TASK INSTRUCTIONS. In the records, find every line with the word "below" and copy it out.

DATA SHOWN.
■ ■ ■ ■ ■
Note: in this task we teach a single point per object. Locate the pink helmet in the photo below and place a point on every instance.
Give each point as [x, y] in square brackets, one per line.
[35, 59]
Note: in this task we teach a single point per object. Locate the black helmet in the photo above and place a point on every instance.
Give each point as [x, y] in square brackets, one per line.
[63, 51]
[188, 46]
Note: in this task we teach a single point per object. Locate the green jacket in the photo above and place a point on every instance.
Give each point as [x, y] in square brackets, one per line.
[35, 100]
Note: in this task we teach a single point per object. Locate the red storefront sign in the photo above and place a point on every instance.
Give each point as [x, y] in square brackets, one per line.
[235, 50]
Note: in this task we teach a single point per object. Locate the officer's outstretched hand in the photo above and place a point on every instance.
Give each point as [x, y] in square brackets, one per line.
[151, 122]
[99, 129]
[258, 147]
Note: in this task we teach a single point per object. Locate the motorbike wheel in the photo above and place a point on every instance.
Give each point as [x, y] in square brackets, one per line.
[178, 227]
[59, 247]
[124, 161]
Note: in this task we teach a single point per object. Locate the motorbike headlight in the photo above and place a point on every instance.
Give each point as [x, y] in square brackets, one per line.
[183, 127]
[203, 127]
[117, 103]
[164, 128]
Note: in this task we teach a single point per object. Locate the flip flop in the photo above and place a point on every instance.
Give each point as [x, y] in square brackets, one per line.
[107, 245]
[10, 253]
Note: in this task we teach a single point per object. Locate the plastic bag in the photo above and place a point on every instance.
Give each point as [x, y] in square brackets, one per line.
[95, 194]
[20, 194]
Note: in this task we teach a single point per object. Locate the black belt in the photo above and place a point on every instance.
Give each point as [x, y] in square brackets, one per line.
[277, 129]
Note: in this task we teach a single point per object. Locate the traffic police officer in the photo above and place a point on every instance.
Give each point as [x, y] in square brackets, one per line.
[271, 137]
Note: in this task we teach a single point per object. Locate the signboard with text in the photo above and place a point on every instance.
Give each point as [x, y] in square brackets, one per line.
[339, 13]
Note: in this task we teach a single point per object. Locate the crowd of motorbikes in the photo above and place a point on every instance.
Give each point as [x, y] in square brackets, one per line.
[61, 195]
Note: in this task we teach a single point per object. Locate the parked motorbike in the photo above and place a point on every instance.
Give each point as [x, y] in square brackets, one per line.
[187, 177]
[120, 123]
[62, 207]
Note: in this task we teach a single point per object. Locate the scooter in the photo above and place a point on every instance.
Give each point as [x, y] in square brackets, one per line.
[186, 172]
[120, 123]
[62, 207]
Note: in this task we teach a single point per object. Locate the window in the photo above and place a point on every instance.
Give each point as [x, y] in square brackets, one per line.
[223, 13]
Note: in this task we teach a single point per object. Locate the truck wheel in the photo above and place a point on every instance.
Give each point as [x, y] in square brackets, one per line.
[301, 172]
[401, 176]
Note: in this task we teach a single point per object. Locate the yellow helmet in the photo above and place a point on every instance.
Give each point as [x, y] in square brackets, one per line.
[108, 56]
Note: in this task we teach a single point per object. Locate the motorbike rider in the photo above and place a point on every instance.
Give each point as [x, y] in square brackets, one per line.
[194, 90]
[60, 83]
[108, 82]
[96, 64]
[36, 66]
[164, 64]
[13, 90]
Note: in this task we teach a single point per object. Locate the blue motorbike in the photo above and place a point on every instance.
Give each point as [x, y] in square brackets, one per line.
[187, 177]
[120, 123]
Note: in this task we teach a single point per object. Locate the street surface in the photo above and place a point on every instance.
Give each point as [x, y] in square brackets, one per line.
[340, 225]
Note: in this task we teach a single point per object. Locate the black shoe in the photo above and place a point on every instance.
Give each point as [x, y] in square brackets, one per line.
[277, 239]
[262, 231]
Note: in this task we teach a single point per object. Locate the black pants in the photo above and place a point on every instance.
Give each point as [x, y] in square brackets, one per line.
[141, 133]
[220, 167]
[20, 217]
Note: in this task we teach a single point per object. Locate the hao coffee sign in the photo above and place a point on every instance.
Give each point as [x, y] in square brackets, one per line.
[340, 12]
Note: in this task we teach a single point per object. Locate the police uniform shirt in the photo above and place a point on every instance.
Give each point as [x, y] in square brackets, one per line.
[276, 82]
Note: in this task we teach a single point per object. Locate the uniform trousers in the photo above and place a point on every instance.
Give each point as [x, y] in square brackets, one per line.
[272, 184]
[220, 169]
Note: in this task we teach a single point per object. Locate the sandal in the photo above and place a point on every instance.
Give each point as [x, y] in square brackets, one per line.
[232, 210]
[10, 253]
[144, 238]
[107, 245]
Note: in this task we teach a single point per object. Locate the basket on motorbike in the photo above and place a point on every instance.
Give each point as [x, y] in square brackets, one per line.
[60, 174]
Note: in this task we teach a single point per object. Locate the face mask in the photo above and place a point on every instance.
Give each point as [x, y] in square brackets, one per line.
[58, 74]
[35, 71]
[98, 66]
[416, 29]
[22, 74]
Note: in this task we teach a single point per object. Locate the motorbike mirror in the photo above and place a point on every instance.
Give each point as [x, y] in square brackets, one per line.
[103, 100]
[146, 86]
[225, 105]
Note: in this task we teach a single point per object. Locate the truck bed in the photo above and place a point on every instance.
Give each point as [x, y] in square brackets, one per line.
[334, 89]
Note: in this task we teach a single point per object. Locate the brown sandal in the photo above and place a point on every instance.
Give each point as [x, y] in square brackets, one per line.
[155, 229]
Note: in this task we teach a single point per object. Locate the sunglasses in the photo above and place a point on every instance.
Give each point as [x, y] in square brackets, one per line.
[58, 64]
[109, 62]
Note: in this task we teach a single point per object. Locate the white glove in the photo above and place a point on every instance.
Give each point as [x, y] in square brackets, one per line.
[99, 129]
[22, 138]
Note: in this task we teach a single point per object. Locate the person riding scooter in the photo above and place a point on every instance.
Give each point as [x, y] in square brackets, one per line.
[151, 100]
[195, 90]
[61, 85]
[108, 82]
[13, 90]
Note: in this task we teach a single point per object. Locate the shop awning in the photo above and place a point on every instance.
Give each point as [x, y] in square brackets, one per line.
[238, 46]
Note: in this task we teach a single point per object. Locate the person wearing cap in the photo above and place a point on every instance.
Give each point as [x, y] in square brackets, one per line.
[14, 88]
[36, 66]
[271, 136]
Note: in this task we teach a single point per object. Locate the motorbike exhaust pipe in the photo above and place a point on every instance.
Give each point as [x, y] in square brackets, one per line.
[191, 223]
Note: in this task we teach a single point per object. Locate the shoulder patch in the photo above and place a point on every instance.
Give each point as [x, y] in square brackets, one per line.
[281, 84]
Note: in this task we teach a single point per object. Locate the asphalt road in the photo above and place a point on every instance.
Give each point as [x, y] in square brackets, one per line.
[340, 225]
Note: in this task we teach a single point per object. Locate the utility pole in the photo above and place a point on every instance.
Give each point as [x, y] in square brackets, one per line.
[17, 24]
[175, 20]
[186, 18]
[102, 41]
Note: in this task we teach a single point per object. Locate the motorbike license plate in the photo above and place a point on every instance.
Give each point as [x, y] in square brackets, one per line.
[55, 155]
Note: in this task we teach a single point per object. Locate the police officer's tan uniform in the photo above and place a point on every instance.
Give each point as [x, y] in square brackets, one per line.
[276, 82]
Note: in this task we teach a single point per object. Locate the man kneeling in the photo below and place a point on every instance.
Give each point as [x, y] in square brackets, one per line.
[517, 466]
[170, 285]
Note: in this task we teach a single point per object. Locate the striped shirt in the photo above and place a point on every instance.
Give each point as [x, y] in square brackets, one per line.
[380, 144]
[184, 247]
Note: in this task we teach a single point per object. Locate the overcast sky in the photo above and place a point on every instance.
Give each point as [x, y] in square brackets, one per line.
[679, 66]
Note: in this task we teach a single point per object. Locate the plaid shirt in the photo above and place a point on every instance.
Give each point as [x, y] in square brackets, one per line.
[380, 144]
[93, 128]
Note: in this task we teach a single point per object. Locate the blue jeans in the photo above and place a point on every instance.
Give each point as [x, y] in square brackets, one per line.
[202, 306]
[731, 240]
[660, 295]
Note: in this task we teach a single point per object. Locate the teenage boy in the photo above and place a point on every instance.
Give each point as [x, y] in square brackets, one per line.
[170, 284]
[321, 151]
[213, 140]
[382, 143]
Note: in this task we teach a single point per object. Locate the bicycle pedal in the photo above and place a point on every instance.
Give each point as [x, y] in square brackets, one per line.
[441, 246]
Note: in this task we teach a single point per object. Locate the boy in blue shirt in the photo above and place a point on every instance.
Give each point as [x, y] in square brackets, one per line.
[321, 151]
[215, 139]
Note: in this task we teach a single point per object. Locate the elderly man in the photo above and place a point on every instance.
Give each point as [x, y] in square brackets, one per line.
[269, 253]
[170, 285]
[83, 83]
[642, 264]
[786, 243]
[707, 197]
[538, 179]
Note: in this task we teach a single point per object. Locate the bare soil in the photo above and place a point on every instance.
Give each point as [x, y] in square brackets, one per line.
■ ■ ■ ■ ■
EXERCISE ANSWER.
Note: in this task we teach a single point per object. Locate the pink helmet in the photo below and place a point on every instance.
Note: in this task we teach a single point per object. Locate the man kneeling in the photo below and place a point on every instance.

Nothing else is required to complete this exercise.